— start Page text —

Take me and the Automobile Journalists Association of Canada. I'm forced to give AJAC some unflattering press because I am appalled at some of AJAC's 2006 Car of the Year category winners. Some of them are downright silly and one lacks total legitimacy.

For the latter, I am not talking about the car that won, mind you. The 2006 Chevrolet Corvette Z06 is a brilliant car and deserves whatever honours it gets. But certain insiders at AJAC chose to give this car an award called the "Most Coveted Car" without consulting the membership at large. They just made it up.

Why? An apparently flawed process left the Z06 on the sidelines as the much less pricey Honda Civic Si took home the trophy for Best New Sports/Performance car.

The AJAC insiders who chose to give the 'Vette its "coveted" crown clearly had their hearts in the right place. I know every single one of them quite well and I believe them to be good people who acted with the best of intentions. But they didn't have the mandate to step outside the established voting procedures and just hand out a special, extra award to the 'Vette.

What AJAC should have done is take its lumps and concede that something is wrong with its testing and voting process. What other conclusion can one reach when it is impossible for the best car to win? Making up a special award for the 'Vette won't fix an inherently flawed process.

— end Page text —
— start Information given —

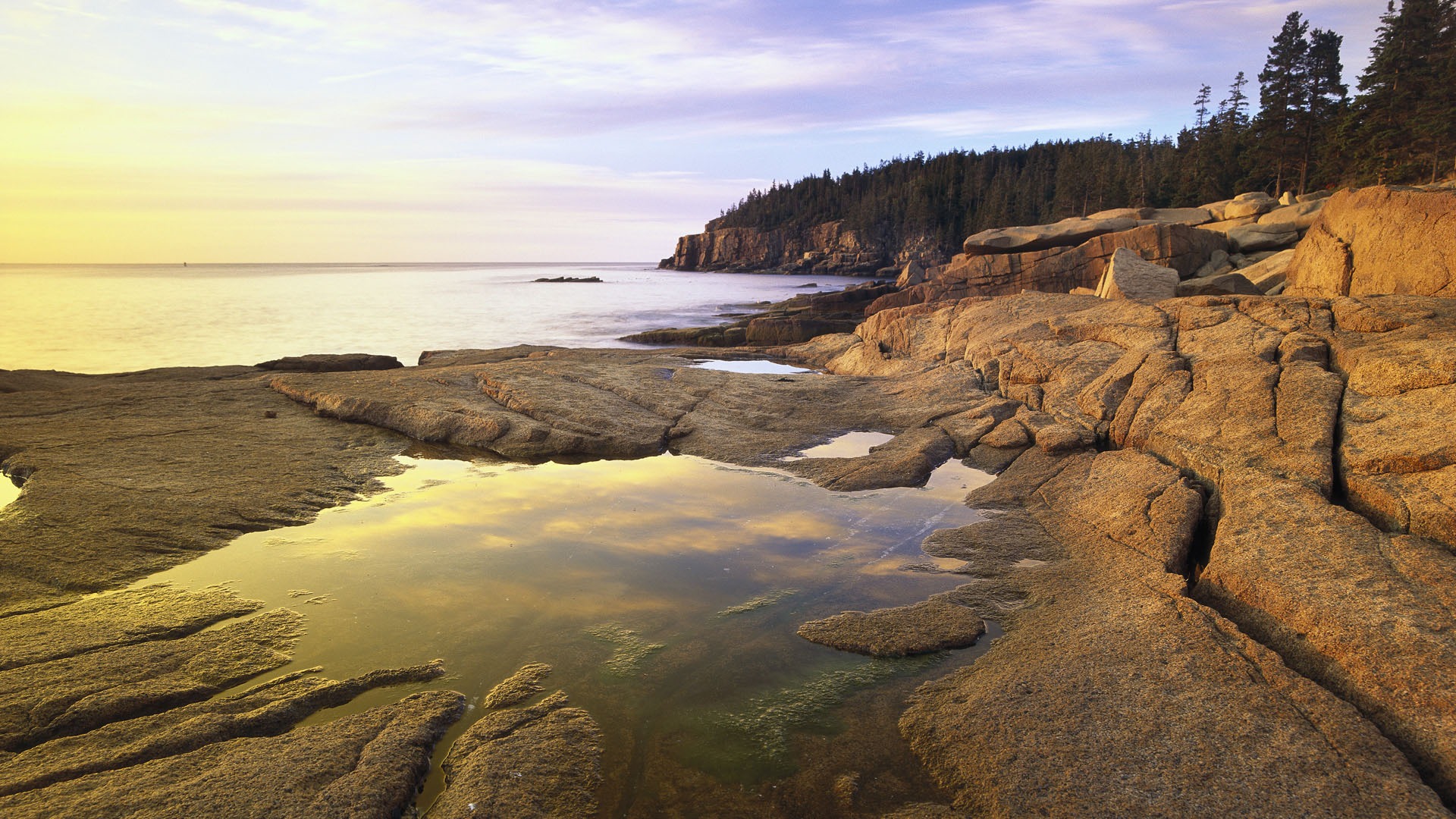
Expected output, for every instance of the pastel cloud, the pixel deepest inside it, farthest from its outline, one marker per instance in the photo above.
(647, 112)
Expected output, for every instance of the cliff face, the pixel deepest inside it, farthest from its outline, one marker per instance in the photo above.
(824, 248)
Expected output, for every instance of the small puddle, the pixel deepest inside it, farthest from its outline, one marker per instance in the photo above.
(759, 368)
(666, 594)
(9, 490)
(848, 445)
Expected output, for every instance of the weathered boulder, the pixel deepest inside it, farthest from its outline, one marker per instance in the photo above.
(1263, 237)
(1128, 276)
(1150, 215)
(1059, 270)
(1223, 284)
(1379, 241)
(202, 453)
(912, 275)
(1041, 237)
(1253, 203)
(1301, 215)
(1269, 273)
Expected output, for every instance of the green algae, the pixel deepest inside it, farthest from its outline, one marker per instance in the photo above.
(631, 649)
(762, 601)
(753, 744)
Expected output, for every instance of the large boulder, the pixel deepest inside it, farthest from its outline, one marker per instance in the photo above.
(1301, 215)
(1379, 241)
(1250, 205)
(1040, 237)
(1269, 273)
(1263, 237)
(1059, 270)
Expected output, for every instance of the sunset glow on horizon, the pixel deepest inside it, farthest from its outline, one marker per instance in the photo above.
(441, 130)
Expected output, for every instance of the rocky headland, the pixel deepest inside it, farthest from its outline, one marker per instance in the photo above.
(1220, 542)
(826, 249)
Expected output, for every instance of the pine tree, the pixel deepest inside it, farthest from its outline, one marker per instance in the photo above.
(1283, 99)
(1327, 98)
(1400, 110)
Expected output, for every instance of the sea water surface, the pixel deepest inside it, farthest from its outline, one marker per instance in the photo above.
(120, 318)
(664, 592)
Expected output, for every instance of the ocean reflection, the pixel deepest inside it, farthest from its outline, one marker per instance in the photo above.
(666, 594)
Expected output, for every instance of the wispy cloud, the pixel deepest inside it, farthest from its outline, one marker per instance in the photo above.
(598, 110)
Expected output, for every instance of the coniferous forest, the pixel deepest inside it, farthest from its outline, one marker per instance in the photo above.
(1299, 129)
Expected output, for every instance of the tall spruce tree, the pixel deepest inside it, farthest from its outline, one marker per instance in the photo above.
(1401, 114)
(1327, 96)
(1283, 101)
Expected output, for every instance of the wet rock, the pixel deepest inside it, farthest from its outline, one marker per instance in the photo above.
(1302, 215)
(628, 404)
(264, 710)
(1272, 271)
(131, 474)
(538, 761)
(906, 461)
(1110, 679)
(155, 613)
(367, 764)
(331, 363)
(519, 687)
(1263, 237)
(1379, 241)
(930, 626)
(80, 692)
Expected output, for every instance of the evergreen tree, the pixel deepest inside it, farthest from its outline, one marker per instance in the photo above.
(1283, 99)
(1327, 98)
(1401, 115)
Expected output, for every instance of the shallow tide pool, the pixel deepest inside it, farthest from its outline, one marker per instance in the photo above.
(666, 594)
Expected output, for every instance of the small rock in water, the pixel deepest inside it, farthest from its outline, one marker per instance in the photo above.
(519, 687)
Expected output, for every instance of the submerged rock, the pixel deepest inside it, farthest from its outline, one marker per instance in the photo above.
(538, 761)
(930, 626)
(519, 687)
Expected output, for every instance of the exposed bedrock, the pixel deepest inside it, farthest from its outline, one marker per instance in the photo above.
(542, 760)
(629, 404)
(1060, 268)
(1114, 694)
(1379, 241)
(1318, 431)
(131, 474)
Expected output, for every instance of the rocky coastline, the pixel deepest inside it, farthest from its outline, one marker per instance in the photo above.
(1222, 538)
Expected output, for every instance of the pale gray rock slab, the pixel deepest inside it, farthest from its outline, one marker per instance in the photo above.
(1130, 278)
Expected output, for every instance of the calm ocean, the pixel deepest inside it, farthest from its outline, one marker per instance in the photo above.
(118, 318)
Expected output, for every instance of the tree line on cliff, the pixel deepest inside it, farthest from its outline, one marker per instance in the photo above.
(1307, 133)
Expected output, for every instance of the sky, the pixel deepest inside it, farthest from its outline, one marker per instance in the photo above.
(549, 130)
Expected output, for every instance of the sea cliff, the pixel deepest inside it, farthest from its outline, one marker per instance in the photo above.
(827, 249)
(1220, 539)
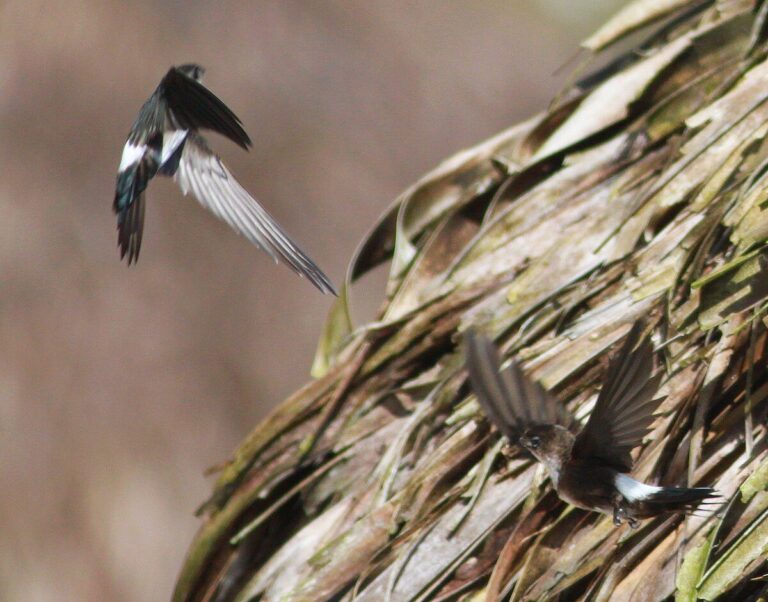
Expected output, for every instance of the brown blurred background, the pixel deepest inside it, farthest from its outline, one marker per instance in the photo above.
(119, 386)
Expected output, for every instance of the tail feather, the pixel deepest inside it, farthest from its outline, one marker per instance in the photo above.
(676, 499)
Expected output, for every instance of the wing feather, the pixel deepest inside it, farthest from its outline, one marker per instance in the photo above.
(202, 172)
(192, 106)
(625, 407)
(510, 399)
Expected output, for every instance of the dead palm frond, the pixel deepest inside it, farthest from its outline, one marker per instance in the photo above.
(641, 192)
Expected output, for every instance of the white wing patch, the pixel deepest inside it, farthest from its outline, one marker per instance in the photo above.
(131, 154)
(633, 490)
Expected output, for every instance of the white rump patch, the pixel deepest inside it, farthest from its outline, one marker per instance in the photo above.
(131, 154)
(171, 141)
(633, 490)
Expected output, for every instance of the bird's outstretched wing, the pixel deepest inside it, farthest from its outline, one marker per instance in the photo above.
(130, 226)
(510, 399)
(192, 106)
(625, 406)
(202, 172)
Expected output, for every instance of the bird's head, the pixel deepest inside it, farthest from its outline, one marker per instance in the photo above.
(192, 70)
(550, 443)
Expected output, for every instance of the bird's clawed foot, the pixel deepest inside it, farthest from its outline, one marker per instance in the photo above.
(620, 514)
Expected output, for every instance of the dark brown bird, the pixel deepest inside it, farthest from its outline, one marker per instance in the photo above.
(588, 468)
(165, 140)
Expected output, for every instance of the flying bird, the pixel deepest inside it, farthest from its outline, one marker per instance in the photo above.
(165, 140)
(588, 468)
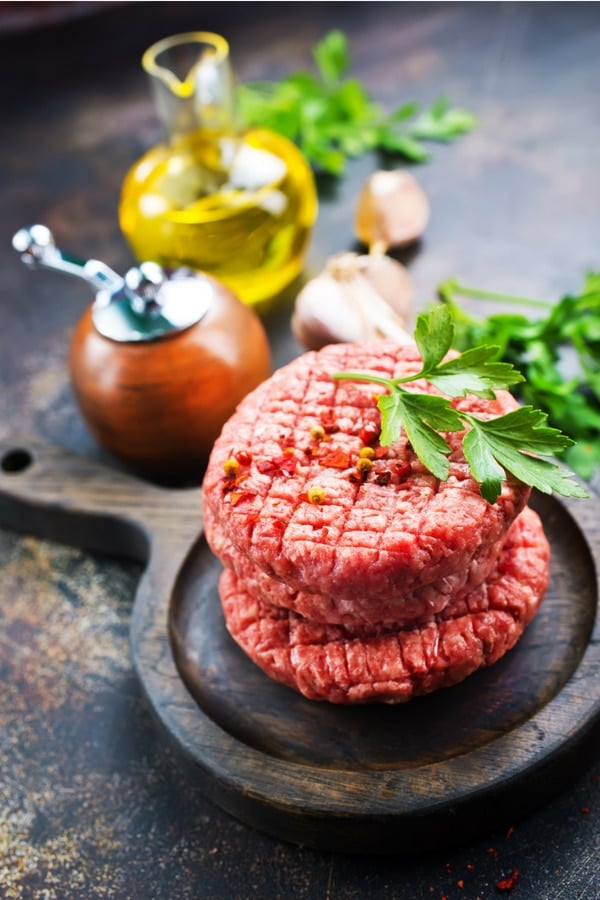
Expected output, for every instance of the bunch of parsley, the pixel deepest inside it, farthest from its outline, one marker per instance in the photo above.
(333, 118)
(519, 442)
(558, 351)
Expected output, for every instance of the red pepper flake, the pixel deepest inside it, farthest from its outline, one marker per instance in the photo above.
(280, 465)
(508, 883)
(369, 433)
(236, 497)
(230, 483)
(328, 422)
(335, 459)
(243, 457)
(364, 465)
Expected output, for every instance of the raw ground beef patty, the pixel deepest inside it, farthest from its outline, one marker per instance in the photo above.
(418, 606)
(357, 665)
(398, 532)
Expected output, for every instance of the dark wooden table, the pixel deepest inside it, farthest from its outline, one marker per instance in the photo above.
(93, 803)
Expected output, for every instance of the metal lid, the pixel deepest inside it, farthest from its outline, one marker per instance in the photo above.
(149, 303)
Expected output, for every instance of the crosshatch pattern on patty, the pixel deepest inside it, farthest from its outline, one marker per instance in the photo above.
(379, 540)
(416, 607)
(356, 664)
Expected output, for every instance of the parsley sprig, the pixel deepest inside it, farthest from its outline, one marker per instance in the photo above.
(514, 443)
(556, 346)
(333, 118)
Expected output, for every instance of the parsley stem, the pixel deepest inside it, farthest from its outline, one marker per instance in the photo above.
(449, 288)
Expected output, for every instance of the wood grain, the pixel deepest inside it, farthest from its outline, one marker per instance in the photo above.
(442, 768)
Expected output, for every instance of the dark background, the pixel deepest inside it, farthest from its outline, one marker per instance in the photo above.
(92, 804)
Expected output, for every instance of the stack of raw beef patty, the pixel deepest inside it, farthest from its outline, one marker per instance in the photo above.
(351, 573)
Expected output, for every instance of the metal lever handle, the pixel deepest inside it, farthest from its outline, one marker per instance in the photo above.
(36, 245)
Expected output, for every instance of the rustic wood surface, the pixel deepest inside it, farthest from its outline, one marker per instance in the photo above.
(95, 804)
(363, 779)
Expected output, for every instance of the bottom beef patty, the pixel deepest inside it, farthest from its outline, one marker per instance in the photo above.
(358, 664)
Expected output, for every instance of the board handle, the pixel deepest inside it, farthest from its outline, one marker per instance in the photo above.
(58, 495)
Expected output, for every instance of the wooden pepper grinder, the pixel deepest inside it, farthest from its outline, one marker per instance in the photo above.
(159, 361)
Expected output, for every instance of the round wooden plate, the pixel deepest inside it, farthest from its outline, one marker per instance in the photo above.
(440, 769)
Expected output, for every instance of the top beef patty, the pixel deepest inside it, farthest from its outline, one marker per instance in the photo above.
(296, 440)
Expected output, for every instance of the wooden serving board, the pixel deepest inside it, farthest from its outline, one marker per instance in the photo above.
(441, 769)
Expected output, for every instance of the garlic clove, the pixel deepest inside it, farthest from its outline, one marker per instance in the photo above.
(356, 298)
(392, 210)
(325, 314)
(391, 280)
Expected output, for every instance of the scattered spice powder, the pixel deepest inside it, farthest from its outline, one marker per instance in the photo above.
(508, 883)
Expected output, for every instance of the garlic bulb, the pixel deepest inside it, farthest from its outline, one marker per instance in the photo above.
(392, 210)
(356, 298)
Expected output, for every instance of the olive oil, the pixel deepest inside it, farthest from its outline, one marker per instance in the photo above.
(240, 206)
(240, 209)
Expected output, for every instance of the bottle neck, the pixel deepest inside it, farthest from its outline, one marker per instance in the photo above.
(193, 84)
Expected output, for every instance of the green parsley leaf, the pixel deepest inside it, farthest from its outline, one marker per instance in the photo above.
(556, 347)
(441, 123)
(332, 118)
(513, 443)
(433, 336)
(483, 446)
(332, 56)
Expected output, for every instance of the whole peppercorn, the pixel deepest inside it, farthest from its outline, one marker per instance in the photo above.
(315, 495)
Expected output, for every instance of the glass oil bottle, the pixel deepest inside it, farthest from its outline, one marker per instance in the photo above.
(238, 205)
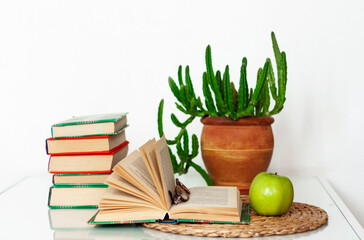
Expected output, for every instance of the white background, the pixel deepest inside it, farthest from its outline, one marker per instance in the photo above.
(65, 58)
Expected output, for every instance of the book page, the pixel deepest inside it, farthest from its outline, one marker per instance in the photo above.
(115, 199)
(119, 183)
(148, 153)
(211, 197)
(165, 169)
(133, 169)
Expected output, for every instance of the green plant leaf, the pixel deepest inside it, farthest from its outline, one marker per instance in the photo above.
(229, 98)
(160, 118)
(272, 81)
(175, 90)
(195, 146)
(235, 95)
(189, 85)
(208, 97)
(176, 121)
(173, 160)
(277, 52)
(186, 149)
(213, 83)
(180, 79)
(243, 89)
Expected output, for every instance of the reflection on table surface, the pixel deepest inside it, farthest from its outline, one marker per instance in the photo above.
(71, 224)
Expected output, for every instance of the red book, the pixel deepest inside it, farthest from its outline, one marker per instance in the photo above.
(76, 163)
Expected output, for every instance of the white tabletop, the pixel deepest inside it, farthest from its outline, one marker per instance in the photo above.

— end Information given —

• _Your objective_:
Continue the column on AJAC's 2006 Car of the Year awards, starting after its last sentence.

• _Exercise response_:
Now for those who remain a little baffled by this whole controversy, let's recap and put everyone on the same page. In late October, 60-odd members of AJAC gathered, as they do every year, in Belleville, Ontario, to spend the better part of a week testing 62 new next year's models. Their goal was to come up with the winners of various Car of the Year categories. The overall Car and Truck of the Year are then chosen from among the category winners and announced in February at the Toronto auto show.

Flawed or not, this is a pretty thorough process. The evaluation procedures are intense and detailed, requiring AJAC members to work hard at comparing all the different new models in a wide-ranging manner. None of the AJAC members are paid for their efforts. In fact, all of them pay their own expenses for hotel accommodation, though AJAC provides a small subsidy for members who travel long distances.

At the end of it all, AJAC voters plug in numbers that reflect ratings of each vehicle on everything from cargo-carrying capabilities to road manners and even apparent build quality. Those numbers are then tabulated by an outside accounting firm and run through a "value" program that is designed to factor in price. The idea is to level the playing field among vehicles with quite different price points.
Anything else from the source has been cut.